- TRECHO APRESENTADO -
Uma escola é feita de muros. Uma escola não é feita de muros. Podia ser uma acrópole no extremo alto, podia ser uma pirâmide, convexa ou reta, podia ser um jardim. A escola é construída com tijolos e feita sobre gente. Uma história de múltiplas palavras.
Não são os tempos, é o tempo, as horas partilhadas em torno de pensar. A confiança estabelecida permite continuar a questionar: seremos livres? Não estamos determinados, mas também não somos livres – a afirmação que salta da garganta e deixa o António ruborizado. O entusiasmo do António é o meu entusiasmo, ou diremos o meu entusiasmo é o entusiasmo do António? Como nos meandros do amor, assim ensinar, que é sempre nunca chegar, que é sempre querer mais. O toque da campainha nunca vem a propósito.
Quando comecei a ensinar, quatro anos depois de ter decidido outro percurso na Filosofia que não ensinar, não sabia se poderia gostar. Se estaria à altura de tarefa tão nobre. Se, acima de tudo, seria capaz de transmitir o que sei. Afinal, se esse saber seria passível de ser transmitido.

- EXTRATO DE DADOS -
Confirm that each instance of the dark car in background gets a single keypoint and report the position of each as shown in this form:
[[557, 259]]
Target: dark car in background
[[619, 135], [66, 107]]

- TAREFAS -
a - Traduza para o inglês esta frase do trecho apresentado: "A escola é construída com tijolos e feita sobre gente."
b - Responda, com base no trecho apresentado:
(i) Segundo o texto, quando vem o toque da campainha?
(ii) Quantos anos depois de ter decidido outro percurso na Filosofia quem narra começou a ensinar?
(iii) Como fica o António após a afirmação que lhe salta da garganta?
c - Prossiga o texto sobre a escola e o ofício de ensinar a partir do ponto em que ele termina.

- RESPOSTAS -
a - The school is built with bricks and made upon people.

b -
(i) Nunca vem a propósito.
(ii) Quatro anos depois.
(iii) Fica ruborizado.

c -
Parece-me da maior importância que tenhamos presente que a educação é estrutura fundamental à solidez de uma casa chamada país. Foram os alunos que me mostraram que eu gostava de ensinar, logo no ano de estágio. E foram sobretudo eles que me demonstraram a urgente necessidade de pensar, a essencial presença da disciplina de Filosofia nas escolas. Foram eles que me mostraram que através deles poderia compreender melhor o que eu própria sabia.
Os alunos demonstram-se tão interessados em aprender quanto maior for a nossa capacidade de os fazer compreender de que falamos, ou da importância que há no saber. Uma turma de um malfadado curso profissional é capaz das mais brilhantes perguntas na visita à exposição Mapa Mundi do CCB. Estupefactos assistem à peça Martin e Hannah numa sexta-feira à noite no Teatro Aberto, sem que Martin (Heidegger) ou Hannah (Arendt) façam especialmente parte do programa de Filosofia do ensino secundário.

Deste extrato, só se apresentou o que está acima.